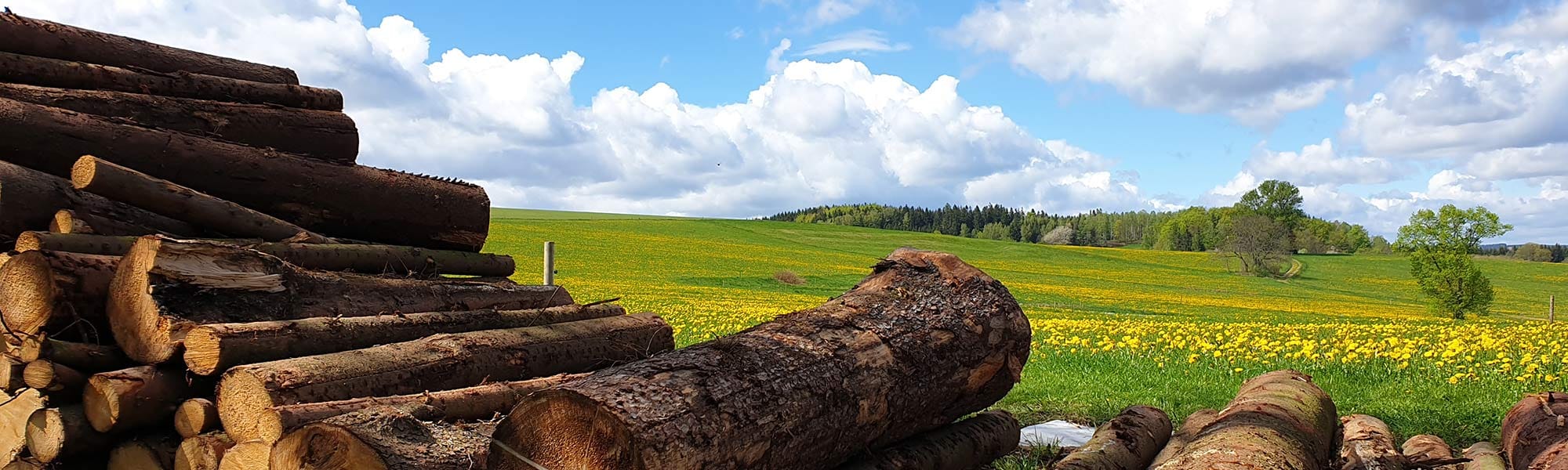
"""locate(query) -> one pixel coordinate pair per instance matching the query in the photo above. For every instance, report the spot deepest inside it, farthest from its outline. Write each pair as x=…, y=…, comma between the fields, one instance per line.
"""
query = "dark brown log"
x=29, y=201
x=1183, y=436
x=167, y=287
x=383, y=438
x=43, y=38
x=214, y=349
x=180, y=203
x=324, y=136
x=1279, y=421
x=343, y=201
x=134, y=397
x=1127, y=443
x=964, y=446
x=59, y=433
x=921, y=342
x=57, y=292
x=249, y=394
x=1536, y=433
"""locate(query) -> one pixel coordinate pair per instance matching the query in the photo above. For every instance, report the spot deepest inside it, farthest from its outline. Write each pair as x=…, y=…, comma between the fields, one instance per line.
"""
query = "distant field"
++++++++++
ASSIGNED TASK: Give back the full data exactly as it reads, but drop the pictures.

EXERCISE SOLUTION:
"""locate(query) -> one pixel coordinate pair per instance matching the query in the photo above. For every instance, report the spot deepest inside it, farthest from its outline. Write each pair as x=…, y=…, comma between the fields, one instance per line.
"""
query = "dark brown log"
x=29, y=201
x=1183, y=436
x=167, y=287
x=383, y=438
x=43, y=38
x=214, y=349
x=180, y=203
x=324, y=136
x=1279, y=421
x=343, y=201
x=134, y=397
x=1127, y=443
x=964, y=446
x=59, y=433
x=921, y=342
x=57, y=292
x=249, y=394
x=1536, y=433
"""locate(query) -> one pixel coordinate pair per instance matching the query in the photo above. For every instance, report the spot deepest inside it, farthest from its outline. Write each pair as x=…, y=…, comma between the fields, one instance per line.
"""
query = "distant field"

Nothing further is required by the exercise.